Görev | Said Nursî'nin meşrutiyet ve hürriyet hakkındaki görüşlerini anlatan alıntıyı, son cümlesinden sonrasını yazarak devam ettirin.

Alıntı |
== == ==

Hürriyeti sû’-i tefsir etmemek ve meşrutiyeti meşrutiyet-i meşrua olarak kabul etmek lâzım geldiğini ileri sürerek bu hususta dinî gazetelerde makaleler neşrediyor ve hitabelerde bulunuyordu. Bu makale ve hitabeleri, emsalsiz denecek kadar beliğ ve mukni’ idi. Ehl-i ilim ve ehl-i siyaset, Said Nursî’nin bu yazılarından ve derslerinden çok istifade etmişlerdir. O zamandaki intibah-ı millîyi, Anadolu ve Asya’nın saadet-i dünyeviyesinin fecr-i sâdıkı olarak müjde veriyor, fakat elden kaçmaması için evamir-i şer’iyeyi çabuk imtisal etmenin zarurî olduğunu ileri sürüyordu. “Eğer meşrutiyeti hürriyet-i şer’iye ile kabul etmezsek ve öyle tatbik edilmezse, elimizden kaçacak, müstebid bir idareye yerini terkedecek” diye ihtar ediyordu.» (Tarihçe-i Hayat sh: 54)

== == ==

Verilen veriler |

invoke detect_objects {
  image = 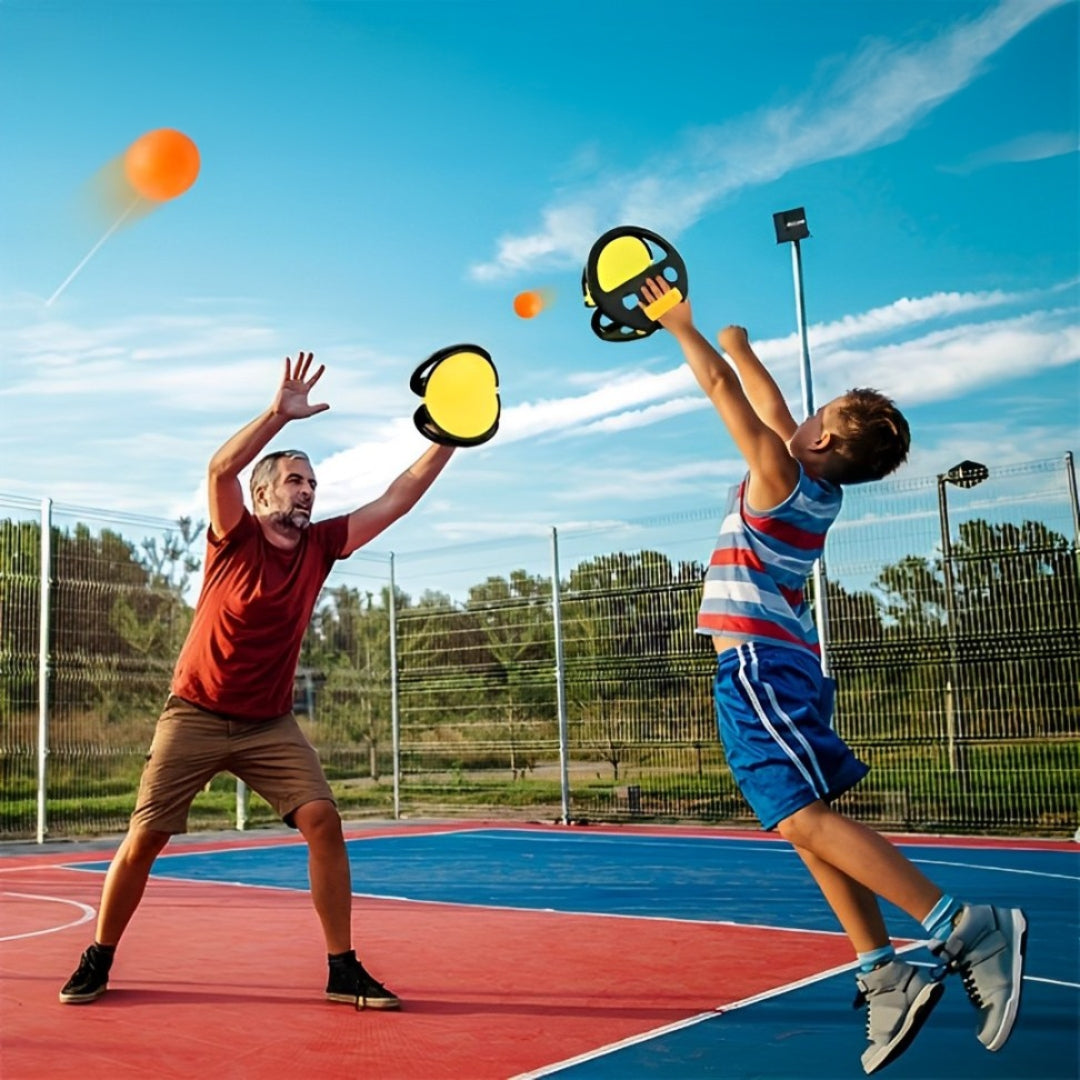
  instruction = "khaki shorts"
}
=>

== == ==

Cevap |
«Nihayet menhus Otuzbir Mart hâdisesi meydana gelir. Şeriat isteyen ve o hâdisede ismi karışan onbeş kadar hoca idam edilir. Bediüzzaman, onlar mahkeme binasının bahçesinde asılı durdukları ve kendisi de pencereden onları gördüğü bir halde muhakeme olunur.
Mahkeme reisi Hurşid Paşa sorar: “Sen de şeriat istemişsin?..”
Bediüzzaman cevap verir: “Şeriatın bir hakikatına, bin ruhum olsa feda etmeye hazırım. Zira şeriat, sebeb-i saadet ve adalet-i mahz ve fazilettir. Fakat, ihtilalcilerin isteyişi gibi değil!”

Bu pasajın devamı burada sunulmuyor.